═══ Extrait du texte
La loi Duplomb a déjà été adoptée au Sénat en novembre 2024, et son processus d’adoption est pour le moins particulier. A l’Assemblée nationale, les Républicains et le Rassemblement national ont utilisé une manœuvre inédite afin de contourner le débat et le vote sur les quelque 3500 amendements déposés par les député.es de gauche, principalement du groupe Écologiste et Social. Bien qu’ils soutenaient le texte, ils ont voté pour rejeter le texte, coupant court au débat et permettant son examen par une commission mixte paritaire. Cette manœuvre, dénoncée comme un “49.3 parlementaire” par la France Insoumise, a donc permis à cette loi de poursuivre son examen en rejetant son examen et son vote à l’Assemblée.
══════
═══ Données de l'exercice
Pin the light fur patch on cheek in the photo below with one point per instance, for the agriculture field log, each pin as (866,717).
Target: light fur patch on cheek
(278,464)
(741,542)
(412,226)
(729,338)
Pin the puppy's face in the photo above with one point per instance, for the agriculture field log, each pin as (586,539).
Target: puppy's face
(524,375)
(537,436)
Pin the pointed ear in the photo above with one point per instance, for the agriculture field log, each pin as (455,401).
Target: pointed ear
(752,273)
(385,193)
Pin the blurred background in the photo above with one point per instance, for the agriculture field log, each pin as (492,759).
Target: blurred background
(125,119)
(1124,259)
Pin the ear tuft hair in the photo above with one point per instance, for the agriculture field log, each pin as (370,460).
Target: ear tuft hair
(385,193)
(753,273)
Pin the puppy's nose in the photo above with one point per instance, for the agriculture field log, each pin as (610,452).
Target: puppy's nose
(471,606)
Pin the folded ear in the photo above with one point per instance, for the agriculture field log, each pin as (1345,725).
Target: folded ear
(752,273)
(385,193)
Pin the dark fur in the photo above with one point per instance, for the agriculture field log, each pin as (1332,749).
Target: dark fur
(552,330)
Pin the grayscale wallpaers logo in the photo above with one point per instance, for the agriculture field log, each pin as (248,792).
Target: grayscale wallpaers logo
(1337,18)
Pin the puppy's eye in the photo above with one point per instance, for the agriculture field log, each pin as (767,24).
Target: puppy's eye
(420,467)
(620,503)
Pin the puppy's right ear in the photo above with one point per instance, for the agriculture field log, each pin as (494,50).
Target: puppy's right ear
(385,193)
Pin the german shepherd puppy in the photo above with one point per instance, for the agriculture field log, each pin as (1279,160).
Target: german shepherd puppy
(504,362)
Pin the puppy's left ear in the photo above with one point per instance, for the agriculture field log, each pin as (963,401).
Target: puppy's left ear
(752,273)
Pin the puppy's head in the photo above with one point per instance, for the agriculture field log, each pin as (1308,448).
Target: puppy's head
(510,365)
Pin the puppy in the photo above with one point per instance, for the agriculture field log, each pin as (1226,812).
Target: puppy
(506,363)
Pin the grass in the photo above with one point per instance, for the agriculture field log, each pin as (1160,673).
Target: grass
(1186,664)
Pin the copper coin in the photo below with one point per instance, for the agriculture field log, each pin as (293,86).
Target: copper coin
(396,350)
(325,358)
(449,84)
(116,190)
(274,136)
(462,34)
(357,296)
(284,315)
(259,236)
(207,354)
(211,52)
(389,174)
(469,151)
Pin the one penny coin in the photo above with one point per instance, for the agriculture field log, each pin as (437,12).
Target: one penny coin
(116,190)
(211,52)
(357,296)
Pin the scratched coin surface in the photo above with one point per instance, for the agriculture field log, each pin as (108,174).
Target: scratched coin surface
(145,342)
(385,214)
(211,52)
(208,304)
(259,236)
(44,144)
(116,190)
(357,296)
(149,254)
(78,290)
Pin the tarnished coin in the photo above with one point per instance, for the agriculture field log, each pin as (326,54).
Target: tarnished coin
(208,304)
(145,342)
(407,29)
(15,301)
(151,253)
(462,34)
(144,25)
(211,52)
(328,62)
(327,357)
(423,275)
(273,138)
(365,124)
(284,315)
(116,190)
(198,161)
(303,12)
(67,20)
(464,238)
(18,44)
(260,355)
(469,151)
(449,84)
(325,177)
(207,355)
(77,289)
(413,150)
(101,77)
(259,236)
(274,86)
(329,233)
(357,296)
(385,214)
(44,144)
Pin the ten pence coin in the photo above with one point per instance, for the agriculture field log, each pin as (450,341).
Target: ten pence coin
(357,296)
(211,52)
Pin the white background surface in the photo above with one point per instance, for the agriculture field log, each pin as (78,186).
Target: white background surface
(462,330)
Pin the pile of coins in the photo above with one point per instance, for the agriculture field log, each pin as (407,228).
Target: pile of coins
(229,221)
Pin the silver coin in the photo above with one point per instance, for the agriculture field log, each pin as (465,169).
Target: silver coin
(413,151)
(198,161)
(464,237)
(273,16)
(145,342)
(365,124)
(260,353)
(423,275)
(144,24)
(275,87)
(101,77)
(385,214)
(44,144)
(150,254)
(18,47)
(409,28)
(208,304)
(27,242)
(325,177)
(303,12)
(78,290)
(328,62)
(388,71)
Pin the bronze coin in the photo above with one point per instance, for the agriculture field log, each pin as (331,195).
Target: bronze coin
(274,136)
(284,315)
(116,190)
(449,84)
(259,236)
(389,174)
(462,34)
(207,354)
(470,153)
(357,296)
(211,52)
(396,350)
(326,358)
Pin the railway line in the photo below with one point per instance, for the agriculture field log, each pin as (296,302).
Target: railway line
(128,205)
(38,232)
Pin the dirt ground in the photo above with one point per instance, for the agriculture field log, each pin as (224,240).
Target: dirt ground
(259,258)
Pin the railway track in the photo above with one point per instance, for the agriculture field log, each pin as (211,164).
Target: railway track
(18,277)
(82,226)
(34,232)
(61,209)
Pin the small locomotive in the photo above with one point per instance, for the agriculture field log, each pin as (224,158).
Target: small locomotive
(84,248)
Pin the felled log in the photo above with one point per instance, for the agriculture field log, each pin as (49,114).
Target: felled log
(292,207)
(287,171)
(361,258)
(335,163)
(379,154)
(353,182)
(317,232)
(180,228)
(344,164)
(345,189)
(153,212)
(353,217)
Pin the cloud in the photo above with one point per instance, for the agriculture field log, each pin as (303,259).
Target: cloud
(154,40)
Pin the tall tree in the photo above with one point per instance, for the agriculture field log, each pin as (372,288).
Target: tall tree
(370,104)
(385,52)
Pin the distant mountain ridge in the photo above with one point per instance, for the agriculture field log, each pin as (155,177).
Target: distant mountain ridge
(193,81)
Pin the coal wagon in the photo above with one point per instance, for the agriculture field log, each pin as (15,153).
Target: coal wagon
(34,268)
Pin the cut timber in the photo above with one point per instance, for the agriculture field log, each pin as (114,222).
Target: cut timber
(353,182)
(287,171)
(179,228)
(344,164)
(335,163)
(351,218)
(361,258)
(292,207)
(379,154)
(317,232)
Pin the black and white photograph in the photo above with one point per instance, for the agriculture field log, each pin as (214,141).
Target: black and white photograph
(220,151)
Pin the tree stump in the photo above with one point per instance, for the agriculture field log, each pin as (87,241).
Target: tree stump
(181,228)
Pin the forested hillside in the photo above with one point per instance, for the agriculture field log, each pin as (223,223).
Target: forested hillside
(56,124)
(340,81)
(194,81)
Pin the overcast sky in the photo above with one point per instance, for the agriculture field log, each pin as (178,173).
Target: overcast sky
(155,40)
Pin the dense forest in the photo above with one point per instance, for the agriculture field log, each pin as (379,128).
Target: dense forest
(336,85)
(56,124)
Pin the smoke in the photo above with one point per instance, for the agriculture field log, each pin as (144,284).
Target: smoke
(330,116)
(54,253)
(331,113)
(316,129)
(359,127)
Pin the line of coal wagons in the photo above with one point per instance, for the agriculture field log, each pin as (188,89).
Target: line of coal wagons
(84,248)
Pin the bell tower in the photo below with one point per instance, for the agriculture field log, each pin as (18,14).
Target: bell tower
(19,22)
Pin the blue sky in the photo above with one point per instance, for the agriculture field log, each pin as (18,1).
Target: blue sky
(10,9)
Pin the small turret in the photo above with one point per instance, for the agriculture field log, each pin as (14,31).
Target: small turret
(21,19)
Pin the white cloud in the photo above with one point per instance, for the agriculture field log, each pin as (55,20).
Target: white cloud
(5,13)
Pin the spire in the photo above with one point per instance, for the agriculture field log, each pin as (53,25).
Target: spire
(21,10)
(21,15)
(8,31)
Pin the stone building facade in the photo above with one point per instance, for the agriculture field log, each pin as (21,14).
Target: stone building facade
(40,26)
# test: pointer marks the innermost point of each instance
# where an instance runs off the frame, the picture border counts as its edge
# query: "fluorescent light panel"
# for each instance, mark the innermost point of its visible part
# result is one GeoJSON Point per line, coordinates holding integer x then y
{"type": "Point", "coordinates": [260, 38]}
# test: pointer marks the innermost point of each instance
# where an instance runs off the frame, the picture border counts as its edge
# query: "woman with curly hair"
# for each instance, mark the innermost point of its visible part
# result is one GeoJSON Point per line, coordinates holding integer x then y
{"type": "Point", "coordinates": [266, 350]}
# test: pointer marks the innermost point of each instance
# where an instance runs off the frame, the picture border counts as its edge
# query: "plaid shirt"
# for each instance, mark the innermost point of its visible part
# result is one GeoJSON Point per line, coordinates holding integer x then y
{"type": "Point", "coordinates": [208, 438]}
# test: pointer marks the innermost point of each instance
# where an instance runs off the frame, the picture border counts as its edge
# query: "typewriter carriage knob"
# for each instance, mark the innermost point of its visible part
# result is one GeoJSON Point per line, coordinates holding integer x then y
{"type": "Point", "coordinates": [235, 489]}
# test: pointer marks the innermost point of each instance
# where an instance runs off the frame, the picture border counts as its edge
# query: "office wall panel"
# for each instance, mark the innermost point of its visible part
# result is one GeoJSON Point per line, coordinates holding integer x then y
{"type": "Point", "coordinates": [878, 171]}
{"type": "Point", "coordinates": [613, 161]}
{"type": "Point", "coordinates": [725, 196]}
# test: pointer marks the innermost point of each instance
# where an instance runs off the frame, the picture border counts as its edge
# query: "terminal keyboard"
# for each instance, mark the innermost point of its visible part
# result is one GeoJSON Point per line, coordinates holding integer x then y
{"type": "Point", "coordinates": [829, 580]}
══════
Objectif énoncé 1 - Repérez toutes les lignes des relevés qui contiennent la chaîne « wagons », en tenant compte de la casse.
Objectif énoncé 2 - Prolongez le texte sur l'adoption de la loi Duplomb à partir de sa dernière phrase.

Résultat 1 -
Pin the line of coal wagons in the photo above with one point per instance, for the agriculture field log, each pin as (188,89).
Target: line of coal wagons

Résultat 2 -
Une régression de la législation sur les pesticides :

La mesure phare de cette proposition de loi est la réautorisation de l’acétamipride, une substance de la famille des néonicotinoïdes, dont les composants sont interdits depuis 2018 et la loi « Pour la reconquête de la biodiversité, de la nature et des paysages ». Si des mesures dérogatoires avaient été instaurées jusqu’en 2022 pour les cultures de betteraves, elles ont été déclarées illégales en 2023. Ces substances agissent sur le système nerveux des insectes, dont les pollinisateurs, desquels dépendent 80% des plantes à fleur, et 75% des plantes cultivées (les pollinisateurs jouent donc un rôle majeur dans la sécurité alimentaire). Elles sont notamment pointées du doigt pour leur effet non-spécifique (l’ensemble des insectes étant touchés), ainsi que leur faible biodégradabilité (elles restent donc dans les sols et les points d’eau pendant plusieurs années).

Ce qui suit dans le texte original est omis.